What is asked =>
Could you convert the part of the entries that opens with the line containing "green strap-shaped leaf -> outlines" and closes with the line containing "175L102 171L106 172L108" into a Markdown table, with the columns Row and Line, numbering each line and leaving out any blank lines?

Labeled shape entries
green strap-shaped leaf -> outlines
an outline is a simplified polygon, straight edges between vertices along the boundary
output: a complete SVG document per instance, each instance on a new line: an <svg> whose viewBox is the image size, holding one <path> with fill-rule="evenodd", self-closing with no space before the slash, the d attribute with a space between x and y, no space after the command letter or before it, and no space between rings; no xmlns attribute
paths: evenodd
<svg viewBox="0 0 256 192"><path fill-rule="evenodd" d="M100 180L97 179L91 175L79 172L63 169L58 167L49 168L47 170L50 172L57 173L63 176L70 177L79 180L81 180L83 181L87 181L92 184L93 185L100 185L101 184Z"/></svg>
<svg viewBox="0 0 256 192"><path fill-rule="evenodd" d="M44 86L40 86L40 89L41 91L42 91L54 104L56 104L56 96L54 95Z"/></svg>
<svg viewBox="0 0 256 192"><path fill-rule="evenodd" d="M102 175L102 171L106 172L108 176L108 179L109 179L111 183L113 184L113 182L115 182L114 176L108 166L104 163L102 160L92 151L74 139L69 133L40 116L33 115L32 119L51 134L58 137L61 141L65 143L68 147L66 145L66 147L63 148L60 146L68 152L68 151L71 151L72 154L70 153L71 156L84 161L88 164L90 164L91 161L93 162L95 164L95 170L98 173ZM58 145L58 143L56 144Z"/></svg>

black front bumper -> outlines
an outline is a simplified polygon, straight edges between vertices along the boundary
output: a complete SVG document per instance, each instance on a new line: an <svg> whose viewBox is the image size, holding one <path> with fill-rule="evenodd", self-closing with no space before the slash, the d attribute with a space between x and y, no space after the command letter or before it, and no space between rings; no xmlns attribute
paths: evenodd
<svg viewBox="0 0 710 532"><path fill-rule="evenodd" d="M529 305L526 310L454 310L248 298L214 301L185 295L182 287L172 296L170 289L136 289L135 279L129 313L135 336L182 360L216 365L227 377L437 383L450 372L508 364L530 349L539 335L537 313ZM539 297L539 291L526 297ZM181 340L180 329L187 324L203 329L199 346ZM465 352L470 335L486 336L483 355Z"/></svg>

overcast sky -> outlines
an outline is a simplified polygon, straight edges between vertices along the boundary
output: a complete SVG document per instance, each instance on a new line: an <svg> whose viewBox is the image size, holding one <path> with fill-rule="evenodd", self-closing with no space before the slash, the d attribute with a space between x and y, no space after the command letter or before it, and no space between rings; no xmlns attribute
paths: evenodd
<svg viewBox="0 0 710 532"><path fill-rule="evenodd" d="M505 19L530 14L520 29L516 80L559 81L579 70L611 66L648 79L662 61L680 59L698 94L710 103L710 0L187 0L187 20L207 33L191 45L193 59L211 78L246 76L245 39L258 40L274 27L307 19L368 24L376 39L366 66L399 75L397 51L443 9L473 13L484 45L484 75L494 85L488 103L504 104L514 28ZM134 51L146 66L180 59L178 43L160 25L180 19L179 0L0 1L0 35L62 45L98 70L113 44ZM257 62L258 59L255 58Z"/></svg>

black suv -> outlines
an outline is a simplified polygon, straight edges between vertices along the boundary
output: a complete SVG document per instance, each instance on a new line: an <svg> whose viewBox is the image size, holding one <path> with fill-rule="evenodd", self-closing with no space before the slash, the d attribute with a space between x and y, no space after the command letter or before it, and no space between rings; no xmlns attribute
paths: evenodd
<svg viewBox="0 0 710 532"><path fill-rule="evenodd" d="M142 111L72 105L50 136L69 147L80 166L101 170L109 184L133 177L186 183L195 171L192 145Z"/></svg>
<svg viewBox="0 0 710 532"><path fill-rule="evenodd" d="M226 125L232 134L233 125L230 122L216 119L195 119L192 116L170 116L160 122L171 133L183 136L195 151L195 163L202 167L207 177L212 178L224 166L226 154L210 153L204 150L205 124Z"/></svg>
* * *
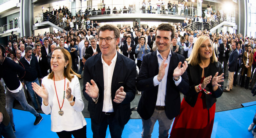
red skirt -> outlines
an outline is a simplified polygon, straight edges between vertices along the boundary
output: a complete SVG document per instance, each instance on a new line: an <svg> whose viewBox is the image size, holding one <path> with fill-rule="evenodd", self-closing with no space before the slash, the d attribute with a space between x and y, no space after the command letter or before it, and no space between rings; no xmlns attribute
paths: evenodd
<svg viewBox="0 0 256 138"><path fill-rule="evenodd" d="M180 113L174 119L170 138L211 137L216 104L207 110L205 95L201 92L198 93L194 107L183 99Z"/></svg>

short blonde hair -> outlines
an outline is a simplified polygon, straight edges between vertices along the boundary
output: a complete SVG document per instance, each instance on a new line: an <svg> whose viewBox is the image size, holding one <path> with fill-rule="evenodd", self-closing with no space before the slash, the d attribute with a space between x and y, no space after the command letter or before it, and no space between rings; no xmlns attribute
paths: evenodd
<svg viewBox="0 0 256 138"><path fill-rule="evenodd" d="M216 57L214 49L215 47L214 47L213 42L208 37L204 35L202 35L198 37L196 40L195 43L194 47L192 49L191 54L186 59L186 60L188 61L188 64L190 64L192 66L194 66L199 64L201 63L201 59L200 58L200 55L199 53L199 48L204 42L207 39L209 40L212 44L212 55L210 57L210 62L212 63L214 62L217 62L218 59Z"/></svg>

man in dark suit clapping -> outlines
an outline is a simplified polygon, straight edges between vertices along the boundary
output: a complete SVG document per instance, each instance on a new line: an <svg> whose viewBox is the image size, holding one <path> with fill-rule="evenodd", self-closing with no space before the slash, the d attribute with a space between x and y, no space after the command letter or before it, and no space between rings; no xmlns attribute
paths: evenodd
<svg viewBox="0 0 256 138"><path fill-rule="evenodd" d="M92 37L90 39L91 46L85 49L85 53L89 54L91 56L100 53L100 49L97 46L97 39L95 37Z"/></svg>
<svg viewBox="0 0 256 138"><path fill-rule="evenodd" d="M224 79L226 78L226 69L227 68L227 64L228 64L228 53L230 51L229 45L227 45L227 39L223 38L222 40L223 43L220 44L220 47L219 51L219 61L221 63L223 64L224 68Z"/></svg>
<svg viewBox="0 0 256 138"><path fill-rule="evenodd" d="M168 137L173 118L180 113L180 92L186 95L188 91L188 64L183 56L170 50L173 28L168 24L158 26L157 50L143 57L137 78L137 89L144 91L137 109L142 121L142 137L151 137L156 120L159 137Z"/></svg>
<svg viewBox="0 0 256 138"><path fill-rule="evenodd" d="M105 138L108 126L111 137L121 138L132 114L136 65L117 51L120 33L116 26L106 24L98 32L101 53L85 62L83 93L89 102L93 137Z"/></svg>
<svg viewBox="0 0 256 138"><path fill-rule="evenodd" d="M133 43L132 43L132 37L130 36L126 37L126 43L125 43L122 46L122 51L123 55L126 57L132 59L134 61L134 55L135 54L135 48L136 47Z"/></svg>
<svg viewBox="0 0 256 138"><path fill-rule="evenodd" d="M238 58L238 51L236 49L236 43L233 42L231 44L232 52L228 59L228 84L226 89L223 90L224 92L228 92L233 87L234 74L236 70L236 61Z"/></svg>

Solution for this exercise =>
| Row | Line |
|---|---|
| 1 | green strap-shaped leaf -> outlines |
| 2 | an outline is a simplified polygon, straight edges between vertices along the boundary |
| 3 | output: a complete SVG document per instance, each instance on a new line: an <svg> whose viewBox is the image size, holding one <path> with fill-rule="evenodd", self-closing with no space before the slash, the d attribute with a space between x and y, no space after the command letter or before it, and no space between rings; no xmlns attribute |
| 4 | paths: evenodd |
| 5 | <svg viewBox="0 0 256 192"><path fill-rule="evenodd" d="M100 180L97 179L91 175L79 172L63 169L58 167L49 168L47 170L50 172L57 173L63 176L70 177L79 180L81 180L83 181L87 181L92 184L93 185L100 185L101 184Z"/></svg> |
| 6 | <svg viewBox="0 0 256 192"><path fill-rule="evenodd" d="M44 86L40 86L40 89L41 91L42 91L54 104L56 104L56 96L54 95Z"/></svg> |
| 7 | <svg viewBox="0 0 256 192"><path fill-rule="evenodd" d="M102 175L102 171L106 172L108 176L108 179L109 179L111 183L113 184L113 182L115 182L114 176L108 166L104 163L102 160L92 151L74 139L69 133L40 116L33 115L32 119L51 134L58 137L61 141L65 143L68 147L66 145L66 147L63 148L60 146L68 152L68 151L71 151L72 154L70 153L71 156L84 161L88 164L90 164L91 161L93 162L95 164L95 170L98 173ZM58 145L58 143L56 144Z"/></svg> |